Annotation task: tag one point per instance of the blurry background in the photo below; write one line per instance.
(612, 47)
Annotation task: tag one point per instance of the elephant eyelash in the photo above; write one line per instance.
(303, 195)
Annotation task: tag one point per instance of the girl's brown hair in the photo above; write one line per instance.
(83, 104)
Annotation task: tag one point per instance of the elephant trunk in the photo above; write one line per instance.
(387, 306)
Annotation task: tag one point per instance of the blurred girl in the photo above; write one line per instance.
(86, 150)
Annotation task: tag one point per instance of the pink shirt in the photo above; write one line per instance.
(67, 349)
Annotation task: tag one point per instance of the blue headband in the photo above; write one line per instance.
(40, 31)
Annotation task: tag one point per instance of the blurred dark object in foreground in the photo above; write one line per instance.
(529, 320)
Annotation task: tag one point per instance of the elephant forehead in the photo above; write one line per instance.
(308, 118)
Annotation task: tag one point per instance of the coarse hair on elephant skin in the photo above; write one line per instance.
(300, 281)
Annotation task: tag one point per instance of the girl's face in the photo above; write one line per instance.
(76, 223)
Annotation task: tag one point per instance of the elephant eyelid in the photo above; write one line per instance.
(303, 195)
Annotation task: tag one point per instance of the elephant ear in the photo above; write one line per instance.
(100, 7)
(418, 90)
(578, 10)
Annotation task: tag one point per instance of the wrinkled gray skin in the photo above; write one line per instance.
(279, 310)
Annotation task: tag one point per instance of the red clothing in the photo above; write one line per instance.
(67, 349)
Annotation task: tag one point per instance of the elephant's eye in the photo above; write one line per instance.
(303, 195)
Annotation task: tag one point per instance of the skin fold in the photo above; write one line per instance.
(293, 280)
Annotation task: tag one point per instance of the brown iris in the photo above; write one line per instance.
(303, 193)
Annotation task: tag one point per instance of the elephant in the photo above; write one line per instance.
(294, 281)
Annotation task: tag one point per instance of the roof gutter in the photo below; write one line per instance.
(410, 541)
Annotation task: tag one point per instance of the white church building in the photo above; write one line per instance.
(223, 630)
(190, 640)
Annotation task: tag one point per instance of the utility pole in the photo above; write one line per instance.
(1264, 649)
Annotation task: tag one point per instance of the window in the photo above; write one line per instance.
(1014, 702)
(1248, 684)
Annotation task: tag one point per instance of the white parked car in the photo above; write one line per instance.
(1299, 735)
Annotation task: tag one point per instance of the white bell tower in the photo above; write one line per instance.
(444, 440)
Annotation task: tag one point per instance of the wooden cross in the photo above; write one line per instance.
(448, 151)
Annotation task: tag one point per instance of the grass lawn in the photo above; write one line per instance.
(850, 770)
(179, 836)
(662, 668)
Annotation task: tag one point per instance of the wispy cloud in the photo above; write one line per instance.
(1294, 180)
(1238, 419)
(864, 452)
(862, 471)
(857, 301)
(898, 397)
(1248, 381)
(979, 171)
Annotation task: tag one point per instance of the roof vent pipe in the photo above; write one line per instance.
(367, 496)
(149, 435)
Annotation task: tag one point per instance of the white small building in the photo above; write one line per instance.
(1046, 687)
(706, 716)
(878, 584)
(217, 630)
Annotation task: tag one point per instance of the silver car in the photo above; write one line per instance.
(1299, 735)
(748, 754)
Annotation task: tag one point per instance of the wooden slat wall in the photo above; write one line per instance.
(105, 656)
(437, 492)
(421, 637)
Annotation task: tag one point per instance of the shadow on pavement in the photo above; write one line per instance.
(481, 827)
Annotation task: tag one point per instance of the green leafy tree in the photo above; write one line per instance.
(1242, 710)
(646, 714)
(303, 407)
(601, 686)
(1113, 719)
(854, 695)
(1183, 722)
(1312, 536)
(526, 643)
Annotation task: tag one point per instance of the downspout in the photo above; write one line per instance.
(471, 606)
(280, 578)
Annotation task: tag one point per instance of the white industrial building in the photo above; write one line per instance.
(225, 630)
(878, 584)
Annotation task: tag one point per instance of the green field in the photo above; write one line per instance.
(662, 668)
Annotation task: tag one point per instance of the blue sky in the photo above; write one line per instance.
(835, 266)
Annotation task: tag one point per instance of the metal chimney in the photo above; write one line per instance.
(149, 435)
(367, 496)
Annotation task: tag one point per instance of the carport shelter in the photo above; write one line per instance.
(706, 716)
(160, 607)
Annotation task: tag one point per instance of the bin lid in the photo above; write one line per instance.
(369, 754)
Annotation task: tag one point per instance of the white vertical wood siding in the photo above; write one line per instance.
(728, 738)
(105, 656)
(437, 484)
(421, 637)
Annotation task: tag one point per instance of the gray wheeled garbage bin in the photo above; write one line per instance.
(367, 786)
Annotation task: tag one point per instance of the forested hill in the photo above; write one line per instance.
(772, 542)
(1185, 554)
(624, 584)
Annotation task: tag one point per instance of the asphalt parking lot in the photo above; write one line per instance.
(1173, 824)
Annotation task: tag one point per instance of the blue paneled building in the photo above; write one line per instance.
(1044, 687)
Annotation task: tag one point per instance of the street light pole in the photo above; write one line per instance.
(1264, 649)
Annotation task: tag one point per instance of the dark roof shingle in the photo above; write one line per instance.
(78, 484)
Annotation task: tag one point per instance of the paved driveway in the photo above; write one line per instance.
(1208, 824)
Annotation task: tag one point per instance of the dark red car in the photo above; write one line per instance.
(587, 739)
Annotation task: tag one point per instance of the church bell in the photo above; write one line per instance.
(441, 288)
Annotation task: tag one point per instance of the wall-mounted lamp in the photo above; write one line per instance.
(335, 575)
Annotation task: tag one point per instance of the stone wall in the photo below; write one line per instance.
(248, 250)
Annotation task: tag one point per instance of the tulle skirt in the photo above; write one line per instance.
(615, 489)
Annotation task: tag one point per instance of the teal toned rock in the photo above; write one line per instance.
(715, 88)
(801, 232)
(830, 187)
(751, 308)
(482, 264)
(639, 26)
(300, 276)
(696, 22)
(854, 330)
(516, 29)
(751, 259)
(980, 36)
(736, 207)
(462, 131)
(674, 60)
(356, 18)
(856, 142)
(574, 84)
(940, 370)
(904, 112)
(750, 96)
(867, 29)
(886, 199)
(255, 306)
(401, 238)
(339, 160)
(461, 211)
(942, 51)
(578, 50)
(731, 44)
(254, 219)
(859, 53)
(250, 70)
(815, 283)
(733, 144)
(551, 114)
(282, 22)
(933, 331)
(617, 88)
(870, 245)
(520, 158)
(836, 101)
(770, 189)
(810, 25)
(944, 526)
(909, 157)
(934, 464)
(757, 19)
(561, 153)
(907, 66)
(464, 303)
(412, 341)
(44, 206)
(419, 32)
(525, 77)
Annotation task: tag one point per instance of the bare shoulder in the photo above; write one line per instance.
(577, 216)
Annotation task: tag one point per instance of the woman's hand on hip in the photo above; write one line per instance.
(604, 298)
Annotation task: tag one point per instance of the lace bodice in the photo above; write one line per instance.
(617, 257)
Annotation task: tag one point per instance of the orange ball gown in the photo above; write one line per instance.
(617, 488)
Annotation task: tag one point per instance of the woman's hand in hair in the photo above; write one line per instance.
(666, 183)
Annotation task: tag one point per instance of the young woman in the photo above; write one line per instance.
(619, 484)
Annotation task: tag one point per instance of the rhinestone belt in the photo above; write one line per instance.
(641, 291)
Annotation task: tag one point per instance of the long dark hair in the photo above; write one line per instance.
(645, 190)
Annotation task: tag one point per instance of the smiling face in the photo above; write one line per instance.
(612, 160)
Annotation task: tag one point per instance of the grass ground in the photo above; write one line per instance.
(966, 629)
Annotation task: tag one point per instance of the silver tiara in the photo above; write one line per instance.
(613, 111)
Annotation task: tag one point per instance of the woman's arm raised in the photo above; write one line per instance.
###
## EXERCISE GOAL
Switch each "Annotation task" in the material above to "Labeling task" and give the material again with nothing else changed.

## EXERCISE SOLUTION
Labeling task: tag one point per instance of the blurry background in the photo below; write one line per instance.
(612, 47)
Labeling task: tag one point per instance of the elephant eyelash in the photo above; write one line per instance.
(303, 195)
Labeling task: tag one point per instance of the girl's brown hair in the photo above; write one line per instance.
(83, 104)
Labeling task: tag one point per instance of the elephant trunk in the photo above; write one line per instance.
(387, 306)
Labeling task: tag one point per instance of the blurred girl in the photo above; write one line per instance.
(86, 150)
Labeling task: tag one point per instance of the pink shirt in the photo above; write one line per instance.
(67, 349)
Labeling task: tag one point per instance of the blue headband in the photo above; write one line per instance.
(40, 31)
Labeling task: tag one point per instance of the blurred dark object in foreground in the photo above; write one line per instance.
(529, 320)
Labeling task: tag one point per instance of the elephant forehead in the photo above; write one line per instance.
(308, 118)
Labeling task: tag one point per instance of the coarse hair on elephant skin in the photo above; write one line per instance.
(300, 281)
Labeling task: tag one point per instance of the girl's face in the photo above; write one line per instance.
(76, 223)
Labeling task: tag one point per instance of the elephant eyelid in the photo above; write one line per instance.
(303, 195)
Labeling task: tag one point per instance of the elephant ear in the photo above; write one line per instance.
(100, 7)
(418, 90)
(578, 10)
Labeling task: tag one point per instance of the wrinkled gray skin in the photo above; write one line per instance.
(279, 310)
Labeling task: tag one point per instance of the red clothing in the photo above; write one line per instance.
(67, 349)
Labeling task: tag one point per instance of the elephant's eye in the photo above; write one line per instance.
(303, 195)
Labeling task: tag one point per instance of the skin fold in the photo above; write one line per instance.
(293, 280)
Labeling task: tag one point per instance of the brown iris in the photo above; write one line per instance.
(303, 193)
Labeling task: tag one point per instance of the elephant in the photo above; write one line per instance.
(294, 281)
Labeling task: tag one point per instance of the roof gutter in the photo below; write one line per instance.
(410, 541)
Labeling task: tag one point per instance of the white church building in the photo above; write one line per instance.
(223, 630)
(190, 640)
Labeling task: tag one point per instance of the utility pole in the photo above; write one line per instance.
(1264, 649)
Labeling task: tag one point per instance of the window in the photo above; write one line per instance.
(1014, 702)
(1248, 684)
Labeling task: tag one point per instance of the white parked car in the photo above; write one line per instance.
(1299, 735)
Labeling task: tag one point per instance of the white bell tower in the photo above; write one line per instance.
(444, 440)
Labeling task: tag one point per instance of the wooden cross in the photo above; write one line per instance.
(448, 151)
Labeling task: tag one point per instance of the grass lawn in the photo above; write one line per instance.
(850, 770)
(179, 836)
(662, 668)
Labeling task: tag one point per instance of the wispy cloud in the photo above; write one line per instance.
(1294, 180)
(1238, 419)
(864, 452)
(862, 471)
(857, 301)
(898, 397)
(1248, 381)
(979, 171)
Labeling task: tag one point per instance of the roof vent pipe in the photo above; write one line per instance.
(367, 496)
(149, 435)
Labeling task: tag one point per instance of the white small building in the photo above; write one line per instance.
(1046, 687)
(706, 716)
(878, 584)
(217, 630)
Labeling task: tag one point per instance of the silver car in the photo above; write one line per instance.
(1299, 735)
(748, 754)
Labeling task: tag one point per instance of the wooden slat wall in the photo above; write one line per instance.
(105, 656)
(437, 492)
(421, 637)
Labeling task: tag one point per instance of the shadow on pavement in the photo above; write one line per instance.
(481, 827)
Labeling task: tag one point per instance of the green leafy tree in the photo above; write one line per instance.
(1242, 710)
(646, 714)
(303, 407)
(601, 686)
(1113, 719)
(854, 695)
(1183, 722)
(1312, 536)
(526, 643)
Labeling task: tag one point per instance of the downspout in the photo above; write one line per instance.
(471, 606)
(280, 578)
Labeling task: tag one point per instance of the white industrial building in the photo above; write one line per instance.
(225, 630)
(878, 584)
Labeling task: tag one point per instance of the green field in the photo above; write one line per instance.
(662, 668)
Labeling task: tag one point per instance of the blue sky in the photo above; write one line per instance.
(835, 266)
Labeling task: tag one point per instance of the metal chimney in the photo above; write one line per instance.
(149, 435)
(367, 496)
Labeling task: tag one point per instance of the carport shelter in the photo above; write one line per instance.
(706, 716)
(160, 607)
Labeling task: tag one point per instance of the bin lid in the photo above; write one line per instance.
(369, 754)
Labeling task: tag one point per instance of the white vertical wood siding in the photo above; write one line per instance.
(728, 738)
(105, 656)
(437, 484)
(421, 637)
Labeling task: tag one point per instance of the gray wheeled garbage bin in the photo above; write one line per instance.
(367, 786)
Labeling task: tag one point per instance of the forested hill in the photo above; write one line per instance.
(772, 542)
(1185, 554)
(624, 584)
Labeling task: tag one point per instance of the asphalt parking lot in the photo above; write one line per instance.
(1173, 824)
Labeling task: tag one point per instance of the blue paneled building in the photo above; write one line per instance.
(1044, 687)
Labeling task: tag one point per instance of the street light pole in the photo above; write one line per instance.
(1264, 649)
Labeling task: tag one point per instance of the dark roof shingle in the photo above; write one line per instance.
(78, 484)
Labeling task: tag one point per instance of the paved driveway in the photo above; write one line per instance.
(1208, 824)
Labeling task: tag one point per instance of the dark red car in the photo above; write one line per instance.
(587, 739)
Labeling task: tag one point per instance of the church bell in the photo above; write one line per instance.
(441, 288)
Labeling task: tag one point per instance of the wall-mounted lamp in the photo above; write one line per instance.
(335, 575)
Labeling task: tag one point per instance of the stone wall in the photo below; write one line per instance.
(248, 250)
Labeling task: tag one point per instance of the tulle skirt in the photo above; write one line per instance.
(615, 489)
Labeling task: tag one point per instance of the teal toned rock in the photo above; write one line per instance.
(715, 88)
(801, 232)
(830, 187)
(751, 308)
(482, 264)
(639, 26)
(300, 276)
(696, 22)
(854, 330)
(516, 29)
(751, 259)
(980, 36)
(736, 207)
(462, 131)
(674, 60)
(356, 18)
(856, 142)
(574, 84)
(940, 370)
(904, 112)
(750, 96)
(867, 29)
(886, 199)
(255, 306)
(401, 238)
(339, 160)
(461, 211)
(942, 51)
(578, 50)
(731, 44)
(254, 219)
(859, 53)
(250, 70)
(815, 283)
(733, 144)
(551, 114)
(282, 22)
(933, 331)
(617, 88)
(870, 245)
(520, 158)
(836, 101)
(770, 189)
(810, 25)
(944, 526)
(909, 157)
(934, 464)
(757, 19)
(561, 153)
(907, 66)
(464, 303)
(412, 341)
(44, 206)
(419, 32)
(525, 77)
Labeling task: tag one point per instance of the bare shoulder in the photo above; write one line per instance.
(577, 216)
Labeling task: tag one point per instance of the woman's hand on hip in the photo above; write one line per instance.
(604, 298)
Labeling task: tag one point per instance of the lace bodice in the photo above; write one line per instance.
(617, 257)
Labeling task: tag one point per instance of the orange ball gown in the photo above; write one line per instance.
(617, 488)
Labeling task: tag one point per instance of the woman's hand in hair in the photo above; write one line per instance.
(666, 183)
Labeling task: tag one point per instance of the young woman in the photo above; write one line per instance.
(619, 484)
Labeling task: tag one point per instance of the rhinestone belt in the photo above; write one line per instance.
(641, 291)
Labeling task: tag one point per instance of the long dark hair in the photo above; write one line per instance.
(645, 190)
Labeling task: tag one point per instance of the smiling face in the photo above; write one line per instance.
(612, 160)
Labeling task: tag one point per instance of the grass ground in the photo above; write one line per instance.
(966, 629)
Labeling task: tag one point per instance of the silver tiara in the photo above; write one line per instance.
(613, 111)
Labeling task: tag one point per instance of the woman's arm raised in the photo above; write one line per instance.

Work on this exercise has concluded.